Point-per-instance localization data:
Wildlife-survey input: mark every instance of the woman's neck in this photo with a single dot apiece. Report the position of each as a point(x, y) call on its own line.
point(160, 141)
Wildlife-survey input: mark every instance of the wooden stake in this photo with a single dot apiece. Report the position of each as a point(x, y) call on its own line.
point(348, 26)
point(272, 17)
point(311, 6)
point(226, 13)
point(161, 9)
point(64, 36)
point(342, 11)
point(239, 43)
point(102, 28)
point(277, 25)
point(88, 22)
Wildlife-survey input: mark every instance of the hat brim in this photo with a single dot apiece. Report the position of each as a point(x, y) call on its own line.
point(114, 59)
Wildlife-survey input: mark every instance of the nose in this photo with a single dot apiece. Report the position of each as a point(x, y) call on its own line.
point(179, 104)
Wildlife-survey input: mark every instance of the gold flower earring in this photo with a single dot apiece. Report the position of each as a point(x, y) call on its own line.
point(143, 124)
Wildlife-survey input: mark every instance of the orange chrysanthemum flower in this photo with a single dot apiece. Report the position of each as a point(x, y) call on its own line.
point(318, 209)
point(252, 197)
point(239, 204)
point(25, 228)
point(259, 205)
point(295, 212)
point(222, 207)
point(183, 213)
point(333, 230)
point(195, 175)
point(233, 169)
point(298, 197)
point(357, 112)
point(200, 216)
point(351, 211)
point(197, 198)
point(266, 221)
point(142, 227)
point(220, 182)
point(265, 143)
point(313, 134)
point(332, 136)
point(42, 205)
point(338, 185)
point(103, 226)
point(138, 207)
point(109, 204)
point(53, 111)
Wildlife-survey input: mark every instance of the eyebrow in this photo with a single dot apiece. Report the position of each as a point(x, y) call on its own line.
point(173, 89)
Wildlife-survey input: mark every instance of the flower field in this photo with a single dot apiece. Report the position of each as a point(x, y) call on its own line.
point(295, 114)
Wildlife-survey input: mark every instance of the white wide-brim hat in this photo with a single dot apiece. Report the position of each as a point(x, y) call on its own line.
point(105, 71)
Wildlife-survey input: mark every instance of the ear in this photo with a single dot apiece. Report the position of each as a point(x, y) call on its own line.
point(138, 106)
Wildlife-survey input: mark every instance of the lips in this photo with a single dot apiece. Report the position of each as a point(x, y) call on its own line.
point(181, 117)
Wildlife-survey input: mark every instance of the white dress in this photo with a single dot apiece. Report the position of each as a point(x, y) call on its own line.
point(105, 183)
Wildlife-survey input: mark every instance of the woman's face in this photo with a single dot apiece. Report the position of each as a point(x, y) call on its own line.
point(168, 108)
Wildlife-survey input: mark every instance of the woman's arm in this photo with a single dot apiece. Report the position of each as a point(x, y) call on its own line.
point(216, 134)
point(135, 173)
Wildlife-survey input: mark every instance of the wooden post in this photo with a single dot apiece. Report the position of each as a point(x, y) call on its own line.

THE PROBLEM | When you write the entries out again, keep every word and mark exactly as it is.

SOLUTION TO THIS EXERCISE |
Wildlife-survey input: mark every instance of the woman's neck in this photo with a single dot apiece. Report the position of each as a point(x, y) call on its own line.
point(160, 141)
Wildlife-survey input: mark every instance of the wooden stake in this photo with a single dot apiece. Report the position of each as a point(x, y) call on its own line.
point(348, 26)
point(272, 17)
point(311, 6)
point(226, 13)
point(161, 9)
point(64, 36)
point(342, 11)
point(239, 43)
point(102, 28)
point(277, 25)
point(88, 22)
Wildlife-survey input: mark every instance of the hat brim in this photo with a single dot apiece. Report the position of each as a point(x, y) call on its own line.
point(114, 59)
Wildlife-survey input: mark every instance of the nose in this photo with a single dot apiece. Report the position of each as a point(x, y) call on its own line.
point(179, 104)
Wildlife-survey input: mark every instance of the gold flower earring in this photo with a single dot apiece. Report the position of each as a point(x, y) call on its own line.
point(143, 124)
Wildlife-survey input: mark every instance of the orange chrysanthemum flower in this photo with a single dot apiece. Report the position of each as a point(x, y) call on its own line.
point(318, 209)
point(252, 197)
point(239, 204)
point(25, 228)
point(259, 205)
point(295, 212)
point(222, 207)
point(183, 213)
point(333, 230)
point(195, 175)
point(233, 169)
point(298, 197)
point(357, 112)
point(200, 216)
point(351, 211)
point(197, 198)
point(266, 221)
point(142, 227)
point(220, 182)
point(265, 143)
point(313, 134)
point(332, 136)
point(42, 205)
point(338, 185)
point(103, 226)
point(138, 207)
point(109, 204)
point(53, 111)
Wildlife-survey input: mark every instance of the eyebrow in this photo with a single dot apiece. Report the position of each as a point(x, y) call on its own line.
point(173, 89)
Wildlife-survey input: mark every instance of the flower field in this photo with a single dot apiece. Report the position of each as a point(x, y) call on its own line.
point(295, 114)
Wildlife-survey input: mark every instance of the white wide-brim hat in this photo with a single dot apiece. Report the position of each as a point(x, y) call on its own line.
point(105, 71)
Wildlife-survey input: mark every instance of the ear in this photo with a single dot apiece. Report the position of each as a point(x, y) call on its own line.
point(138, 106)
Wildlife-survey input: mark every instance of the lips in this photo with a single dot apiece. Report the position of each as a point(x, y) call on its own line.
point(181, 117)
Wildlife-survey input: mark every instance of the white dress in this photo with a single dot apiece. Report the position of each as a point(x, y) call on its own line.
point(105, 183)
Wildlife-survey input: mark every instance of the woman's face in this photo with a single dot apiece. Report the position of each as a point(x, y) call on its own line.
point(168, 108)
Wildlife-survey input: mark every instance of the woman's arm in this photo with a single dot apiece. Report the position of each as a point(x, y) call on its own line.
point(216, 134)
point(135, 173)
Wildlife-survey input: mark every instance of the wooden post in this photo with a single dot apiece. Report the position of each as a point(x, y) call on its own line.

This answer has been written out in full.